====== RECORDS ======
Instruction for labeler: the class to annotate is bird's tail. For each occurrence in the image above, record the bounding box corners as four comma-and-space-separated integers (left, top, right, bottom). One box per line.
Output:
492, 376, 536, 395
======
====== RECORDS ======
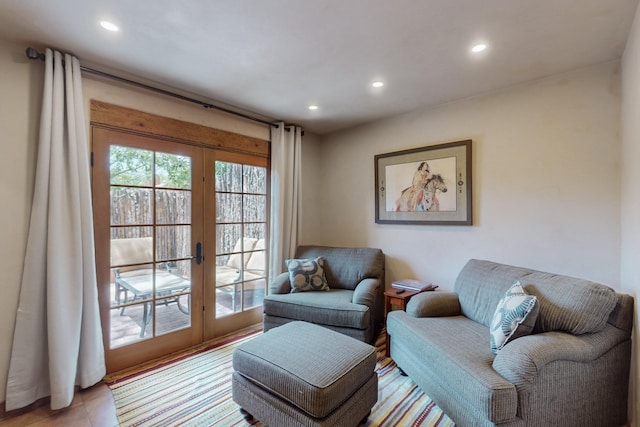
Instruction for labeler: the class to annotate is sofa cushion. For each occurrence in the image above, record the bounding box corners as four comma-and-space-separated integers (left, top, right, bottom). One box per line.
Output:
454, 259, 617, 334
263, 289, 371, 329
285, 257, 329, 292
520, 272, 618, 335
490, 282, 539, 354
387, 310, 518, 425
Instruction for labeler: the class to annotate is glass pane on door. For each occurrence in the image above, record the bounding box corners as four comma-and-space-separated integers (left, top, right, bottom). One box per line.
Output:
======
Reproduce verbatim the part of the listing that opens with the line containing "Instruction for labeler: the class to annotate is bird's" and closes with the line containing "492, 376, 536, 395", including both of those lines.

_RESPONSE TO THE TASK_
Instruction for labeler: the class to annotate is bird's tail. For each occurrence in the image above, record the bounding box corners as four comma-and-space-separated integers (left, top, right, bottom). One box per line.
Output:
492, 376, 536, 395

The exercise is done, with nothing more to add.